:: Work to complete ::
The lines of the records that include "each" should all be copied.

:: Records supplied ::
━━━━
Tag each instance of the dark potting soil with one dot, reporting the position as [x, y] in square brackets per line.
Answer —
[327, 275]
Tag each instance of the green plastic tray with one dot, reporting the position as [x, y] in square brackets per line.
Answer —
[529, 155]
━━━━
:: Solution for this problem ::
Tag each instance of the dark potting soil with one dot, reporting the position as [x, y] in square brackets per line.
Tag each instance of the green plastic tray with one dot, reporting the position as [x, y] in square brackets per line.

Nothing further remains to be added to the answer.